PASSAGE FOR REVIEW
··········

Fischhoff interviewed by the WHO on the importance of testing messages
EPP Professor Baruch Fischhoff was interviewed by the World Health Organization (WHO) on the importance of crafting clear and easy to understand messages to the public about the pandemic. Fischhoff, a noted psychologist and decision scientist, has been studying risk and human behavior since the 1970s and is an expert in the field.
Fischoff spoke about the importance of spending time crafting messages that the public will be able to easily understand. "It’s amazing how few messages are empirically tested, however great the health, economic, and political stakes," he said. "People with enormous responsibility just write down something that looks right to them and send it out... Not testing messages before putting them out is a kind of public health malpractice."
When speaking about what could be done differently, Fischhoff offers a recommendation; "With a small investment, we could have developed and tested generic messages, ready to adapt to specific situations. For example, we could have been ready to explain the epidemiological models that are so essential for understanding what’s happening. We could have been ready to explain how diseases spread, and the risk of transmission, including to people we may never even see. We could have reduced the confusion over mask recommendations meant to protect the people who wear them and the people who are near them." Fischhoff also recommended that governments communicate in a way that takes accounts of people’s beliefs. People, including experts, process new information in terms of their mental model, which is comprised of their assumptions, beliefs, experiences, and biases about the world. Fischhoff says that communicators need to be aware of these models in crafting their messages.

··········

WHAT IS NEEDED
Write out the passage on Fischhoff's WHO interview word for word, everything from "Fischhoff interviewed by" down to "in the field.".

[Stored items from a collection]
··········

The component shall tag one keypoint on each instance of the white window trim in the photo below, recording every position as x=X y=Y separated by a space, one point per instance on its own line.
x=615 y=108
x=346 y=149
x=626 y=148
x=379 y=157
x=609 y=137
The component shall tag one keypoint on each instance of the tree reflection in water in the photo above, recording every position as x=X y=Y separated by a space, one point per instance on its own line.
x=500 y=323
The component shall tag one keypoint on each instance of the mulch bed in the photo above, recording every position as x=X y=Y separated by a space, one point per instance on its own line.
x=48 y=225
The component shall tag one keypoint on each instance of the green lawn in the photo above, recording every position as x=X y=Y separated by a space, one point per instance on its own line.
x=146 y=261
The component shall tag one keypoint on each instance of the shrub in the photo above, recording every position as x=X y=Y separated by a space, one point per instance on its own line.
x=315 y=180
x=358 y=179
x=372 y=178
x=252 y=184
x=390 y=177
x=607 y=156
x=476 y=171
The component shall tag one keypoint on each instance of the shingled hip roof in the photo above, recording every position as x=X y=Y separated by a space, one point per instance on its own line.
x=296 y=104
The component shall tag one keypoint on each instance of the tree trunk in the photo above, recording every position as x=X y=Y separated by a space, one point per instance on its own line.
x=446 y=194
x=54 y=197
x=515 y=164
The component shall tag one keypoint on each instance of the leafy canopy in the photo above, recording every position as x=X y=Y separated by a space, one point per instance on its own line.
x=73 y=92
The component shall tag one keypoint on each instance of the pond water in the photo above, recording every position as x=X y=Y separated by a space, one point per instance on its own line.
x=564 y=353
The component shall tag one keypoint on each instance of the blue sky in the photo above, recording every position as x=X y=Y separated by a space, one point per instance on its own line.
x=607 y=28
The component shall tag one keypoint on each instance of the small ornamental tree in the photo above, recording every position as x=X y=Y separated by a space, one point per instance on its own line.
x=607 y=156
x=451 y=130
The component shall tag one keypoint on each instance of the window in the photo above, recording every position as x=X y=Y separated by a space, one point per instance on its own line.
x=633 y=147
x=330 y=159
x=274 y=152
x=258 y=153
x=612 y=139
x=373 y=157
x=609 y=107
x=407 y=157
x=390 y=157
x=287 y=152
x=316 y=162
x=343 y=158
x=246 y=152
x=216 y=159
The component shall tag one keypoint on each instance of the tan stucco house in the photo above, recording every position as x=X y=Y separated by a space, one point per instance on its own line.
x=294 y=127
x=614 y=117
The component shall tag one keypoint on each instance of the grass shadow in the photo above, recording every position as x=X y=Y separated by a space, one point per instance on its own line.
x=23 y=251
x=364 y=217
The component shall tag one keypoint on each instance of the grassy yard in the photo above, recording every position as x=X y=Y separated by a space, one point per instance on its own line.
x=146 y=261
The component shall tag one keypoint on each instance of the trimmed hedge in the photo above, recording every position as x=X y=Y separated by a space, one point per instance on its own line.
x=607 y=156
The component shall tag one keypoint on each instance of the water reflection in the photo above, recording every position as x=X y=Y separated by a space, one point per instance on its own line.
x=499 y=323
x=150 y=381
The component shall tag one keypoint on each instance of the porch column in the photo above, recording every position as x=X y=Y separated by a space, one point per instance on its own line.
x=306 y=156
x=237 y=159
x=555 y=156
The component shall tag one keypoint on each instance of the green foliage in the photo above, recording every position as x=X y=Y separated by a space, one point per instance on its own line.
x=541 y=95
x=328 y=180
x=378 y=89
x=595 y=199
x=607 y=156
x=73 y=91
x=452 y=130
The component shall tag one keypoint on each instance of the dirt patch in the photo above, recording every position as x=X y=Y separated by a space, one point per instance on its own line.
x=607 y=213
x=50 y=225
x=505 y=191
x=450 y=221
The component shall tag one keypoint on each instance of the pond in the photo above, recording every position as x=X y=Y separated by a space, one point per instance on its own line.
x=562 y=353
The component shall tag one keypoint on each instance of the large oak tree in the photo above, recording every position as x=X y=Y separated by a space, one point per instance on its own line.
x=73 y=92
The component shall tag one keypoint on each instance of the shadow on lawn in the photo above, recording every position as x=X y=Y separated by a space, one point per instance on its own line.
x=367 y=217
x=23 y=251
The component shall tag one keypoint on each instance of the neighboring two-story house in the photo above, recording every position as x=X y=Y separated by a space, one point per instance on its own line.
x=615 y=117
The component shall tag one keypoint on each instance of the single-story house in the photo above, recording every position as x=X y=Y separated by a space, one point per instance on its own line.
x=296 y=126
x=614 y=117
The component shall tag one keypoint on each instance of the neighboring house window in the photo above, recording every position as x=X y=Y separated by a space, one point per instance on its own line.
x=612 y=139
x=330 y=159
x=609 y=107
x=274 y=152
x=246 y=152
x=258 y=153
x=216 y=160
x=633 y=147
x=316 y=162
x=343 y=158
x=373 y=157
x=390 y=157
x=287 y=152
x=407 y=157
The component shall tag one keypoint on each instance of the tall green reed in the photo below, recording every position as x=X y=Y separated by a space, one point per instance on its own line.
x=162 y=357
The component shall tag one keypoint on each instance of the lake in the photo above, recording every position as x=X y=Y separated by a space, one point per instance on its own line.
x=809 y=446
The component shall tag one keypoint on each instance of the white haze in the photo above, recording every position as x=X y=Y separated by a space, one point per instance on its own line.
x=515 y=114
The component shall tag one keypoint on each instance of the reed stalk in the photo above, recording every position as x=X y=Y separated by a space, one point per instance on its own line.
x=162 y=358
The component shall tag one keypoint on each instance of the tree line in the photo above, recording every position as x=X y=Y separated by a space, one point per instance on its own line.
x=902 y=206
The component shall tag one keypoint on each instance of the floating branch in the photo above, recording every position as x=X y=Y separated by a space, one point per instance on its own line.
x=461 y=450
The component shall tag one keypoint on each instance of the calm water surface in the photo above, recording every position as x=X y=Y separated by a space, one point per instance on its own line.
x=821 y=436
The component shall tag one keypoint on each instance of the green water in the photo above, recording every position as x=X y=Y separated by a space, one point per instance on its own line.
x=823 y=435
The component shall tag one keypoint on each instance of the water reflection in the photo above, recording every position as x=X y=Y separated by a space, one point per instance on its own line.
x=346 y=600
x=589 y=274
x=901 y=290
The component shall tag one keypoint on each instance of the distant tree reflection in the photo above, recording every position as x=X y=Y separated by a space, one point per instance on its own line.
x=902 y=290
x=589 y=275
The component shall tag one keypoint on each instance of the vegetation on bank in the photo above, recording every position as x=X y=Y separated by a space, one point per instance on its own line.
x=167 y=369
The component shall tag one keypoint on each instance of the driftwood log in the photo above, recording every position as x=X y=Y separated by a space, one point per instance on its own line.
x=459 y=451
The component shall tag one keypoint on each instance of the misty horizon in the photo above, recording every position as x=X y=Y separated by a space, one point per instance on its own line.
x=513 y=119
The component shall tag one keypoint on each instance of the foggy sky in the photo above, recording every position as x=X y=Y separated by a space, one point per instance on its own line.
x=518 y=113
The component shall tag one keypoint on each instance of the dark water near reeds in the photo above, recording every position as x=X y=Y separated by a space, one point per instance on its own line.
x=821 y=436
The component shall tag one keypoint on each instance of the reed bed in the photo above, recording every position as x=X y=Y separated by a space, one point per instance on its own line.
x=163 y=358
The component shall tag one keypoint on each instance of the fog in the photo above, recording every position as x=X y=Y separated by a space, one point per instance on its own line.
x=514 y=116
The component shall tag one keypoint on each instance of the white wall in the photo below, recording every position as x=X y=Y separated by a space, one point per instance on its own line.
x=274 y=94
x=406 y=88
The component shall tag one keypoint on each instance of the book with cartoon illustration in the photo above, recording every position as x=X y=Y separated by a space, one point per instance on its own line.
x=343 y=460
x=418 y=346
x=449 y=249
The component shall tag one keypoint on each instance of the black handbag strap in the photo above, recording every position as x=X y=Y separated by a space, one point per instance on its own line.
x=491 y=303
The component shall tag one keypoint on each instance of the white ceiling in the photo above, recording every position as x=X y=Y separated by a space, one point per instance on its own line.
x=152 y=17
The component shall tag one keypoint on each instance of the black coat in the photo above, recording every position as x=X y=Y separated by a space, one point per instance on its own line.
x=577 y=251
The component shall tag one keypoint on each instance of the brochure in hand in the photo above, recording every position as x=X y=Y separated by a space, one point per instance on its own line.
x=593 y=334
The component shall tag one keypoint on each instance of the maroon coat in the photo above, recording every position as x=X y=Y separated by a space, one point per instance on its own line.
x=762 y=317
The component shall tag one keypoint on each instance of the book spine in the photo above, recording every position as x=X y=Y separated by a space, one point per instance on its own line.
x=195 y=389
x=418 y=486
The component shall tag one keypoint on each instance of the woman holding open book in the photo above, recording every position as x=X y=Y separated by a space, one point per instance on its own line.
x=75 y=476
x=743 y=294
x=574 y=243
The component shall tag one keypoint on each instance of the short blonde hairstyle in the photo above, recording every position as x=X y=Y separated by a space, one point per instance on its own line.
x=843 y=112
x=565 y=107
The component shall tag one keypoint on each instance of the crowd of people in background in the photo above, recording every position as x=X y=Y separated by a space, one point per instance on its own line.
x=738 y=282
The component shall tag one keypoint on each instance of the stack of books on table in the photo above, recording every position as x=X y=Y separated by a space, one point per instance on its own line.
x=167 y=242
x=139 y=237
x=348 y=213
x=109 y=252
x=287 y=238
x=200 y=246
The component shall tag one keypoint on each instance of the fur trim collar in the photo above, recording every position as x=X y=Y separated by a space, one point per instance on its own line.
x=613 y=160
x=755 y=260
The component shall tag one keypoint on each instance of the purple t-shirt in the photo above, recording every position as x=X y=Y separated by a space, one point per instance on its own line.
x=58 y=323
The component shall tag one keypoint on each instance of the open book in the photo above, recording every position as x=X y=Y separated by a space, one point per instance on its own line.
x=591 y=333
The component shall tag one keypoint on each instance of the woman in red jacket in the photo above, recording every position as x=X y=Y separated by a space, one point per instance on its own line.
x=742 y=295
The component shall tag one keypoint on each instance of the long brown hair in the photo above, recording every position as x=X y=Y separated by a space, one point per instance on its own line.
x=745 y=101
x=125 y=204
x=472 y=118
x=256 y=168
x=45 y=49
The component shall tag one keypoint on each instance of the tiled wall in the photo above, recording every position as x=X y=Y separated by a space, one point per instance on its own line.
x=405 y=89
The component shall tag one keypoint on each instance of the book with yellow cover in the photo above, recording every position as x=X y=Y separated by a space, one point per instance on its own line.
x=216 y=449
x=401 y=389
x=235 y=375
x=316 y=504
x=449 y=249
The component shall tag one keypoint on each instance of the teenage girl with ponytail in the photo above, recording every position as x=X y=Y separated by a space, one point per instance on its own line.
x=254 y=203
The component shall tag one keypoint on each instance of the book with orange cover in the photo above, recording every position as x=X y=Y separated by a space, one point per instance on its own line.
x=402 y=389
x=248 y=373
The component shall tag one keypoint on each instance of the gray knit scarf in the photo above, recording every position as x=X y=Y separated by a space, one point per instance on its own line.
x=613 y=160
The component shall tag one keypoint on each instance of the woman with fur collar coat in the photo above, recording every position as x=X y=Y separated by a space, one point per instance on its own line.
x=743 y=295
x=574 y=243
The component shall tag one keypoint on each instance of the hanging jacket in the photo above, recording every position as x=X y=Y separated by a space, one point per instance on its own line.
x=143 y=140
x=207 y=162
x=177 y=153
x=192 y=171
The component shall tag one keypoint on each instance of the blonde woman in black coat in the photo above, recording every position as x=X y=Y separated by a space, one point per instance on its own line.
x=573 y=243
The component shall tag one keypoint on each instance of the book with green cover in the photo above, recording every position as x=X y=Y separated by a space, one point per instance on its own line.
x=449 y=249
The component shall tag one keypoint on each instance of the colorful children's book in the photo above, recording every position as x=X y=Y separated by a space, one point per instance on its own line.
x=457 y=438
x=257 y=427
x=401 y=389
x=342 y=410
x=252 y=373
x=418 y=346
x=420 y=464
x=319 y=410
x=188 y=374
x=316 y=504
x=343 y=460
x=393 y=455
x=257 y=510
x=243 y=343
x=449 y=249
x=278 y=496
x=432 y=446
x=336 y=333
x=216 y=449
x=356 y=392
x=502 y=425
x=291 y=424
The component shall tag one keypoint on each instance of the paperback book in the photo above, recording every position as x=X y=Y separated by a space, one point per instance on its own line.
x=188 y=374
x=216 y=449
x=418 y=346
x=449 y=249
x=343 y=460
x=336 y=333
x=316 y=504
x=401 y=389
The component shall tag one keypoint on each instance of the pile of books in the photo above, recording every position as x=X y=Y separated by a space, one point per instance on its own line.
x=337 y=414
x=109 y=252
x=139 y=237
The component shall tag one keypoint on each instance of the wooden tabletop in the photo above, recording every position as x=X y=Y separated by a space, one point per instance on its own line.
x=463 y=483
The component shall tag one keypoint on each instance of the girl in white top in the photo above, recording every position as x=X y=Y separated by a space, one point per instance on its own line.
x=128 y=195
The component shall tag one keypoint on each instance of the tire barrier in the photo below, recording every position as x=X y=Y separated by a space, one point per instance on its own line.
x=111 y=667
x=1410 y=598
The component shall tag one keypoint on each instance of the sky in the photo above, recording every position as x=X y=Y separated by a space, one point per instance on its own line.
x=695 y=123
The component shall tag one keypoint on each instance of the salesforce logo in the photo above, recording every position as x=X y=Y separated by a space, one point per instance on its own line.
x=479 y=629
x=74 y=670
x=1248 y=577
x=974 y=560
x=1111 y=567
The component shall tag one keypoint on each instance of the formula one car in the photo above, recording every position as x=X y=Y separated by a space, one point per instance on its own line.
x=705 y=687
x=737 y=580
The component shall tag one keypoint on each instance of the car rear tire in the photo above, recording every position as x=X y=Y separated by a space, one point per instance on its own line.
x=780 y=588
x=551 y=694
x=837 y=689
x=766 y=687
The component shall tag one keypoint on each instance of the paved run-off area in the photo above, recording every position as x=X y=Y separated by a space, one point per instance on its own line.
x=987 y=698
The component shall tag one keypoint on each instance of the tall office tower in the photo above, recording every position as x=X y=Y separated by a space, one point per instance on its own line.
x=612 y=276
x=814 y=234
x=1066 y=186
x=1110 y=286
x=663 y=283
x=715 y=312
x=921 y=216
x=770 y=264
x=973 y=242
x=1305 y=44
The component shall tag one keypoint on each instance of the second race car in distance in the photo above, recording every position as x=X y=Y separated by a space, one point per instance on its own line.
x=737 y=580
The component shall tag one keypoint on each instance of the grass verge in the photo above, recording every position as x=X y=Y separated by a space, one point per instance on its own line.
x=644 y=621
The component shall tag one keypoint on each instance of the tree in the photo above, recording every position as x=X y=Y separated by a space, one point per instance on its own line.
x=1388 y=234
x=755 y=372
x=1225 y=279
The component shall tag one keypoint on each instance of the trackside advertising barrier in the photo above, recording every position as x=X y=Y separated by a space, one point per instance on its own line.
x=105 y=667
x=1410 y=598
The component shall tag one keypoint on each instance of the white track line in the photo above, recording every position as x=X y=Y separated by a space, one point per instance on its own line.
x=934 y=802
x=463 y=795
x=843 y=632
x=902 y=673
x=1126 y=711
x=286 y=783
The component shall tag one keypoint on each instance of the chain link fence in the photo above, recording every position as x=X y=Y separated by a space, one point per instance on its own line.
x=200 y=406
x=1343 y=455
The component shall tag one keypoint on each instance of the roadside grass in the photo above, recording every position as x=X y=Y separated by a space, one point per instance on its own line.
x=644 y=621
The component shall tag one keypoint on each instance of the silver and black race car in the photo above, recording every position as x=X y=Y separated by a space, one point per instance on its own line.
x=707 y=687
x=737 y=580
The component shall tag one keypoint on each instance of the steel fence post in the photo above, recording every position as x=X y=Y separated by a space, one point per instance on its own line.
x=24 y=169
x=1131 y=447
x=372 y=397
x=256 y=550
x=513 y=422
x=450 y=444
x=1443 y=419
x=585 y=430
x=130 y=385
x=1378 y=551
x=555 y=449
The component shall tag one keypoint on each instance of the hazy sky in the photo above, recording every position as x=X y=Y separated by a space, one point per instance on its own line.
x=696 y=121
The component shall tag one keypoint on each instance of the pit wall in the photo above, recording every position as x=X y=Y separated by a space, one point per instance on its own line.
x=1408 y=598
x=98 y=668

··········

ANSWER FOR THIS EXERCISE
Fischhoff interviewed by the WHO on the importance of testing messages
EPP Professor Baruch Fischhoff was interviewed by the World Health Organization (WHO) on the importance of crafting clear and easy to understand messages to the public about the pandemic. Fischhoff, a noted psychologist and decision scientist, has been studying risk and human behavior since the 1970s and is an expert in the field.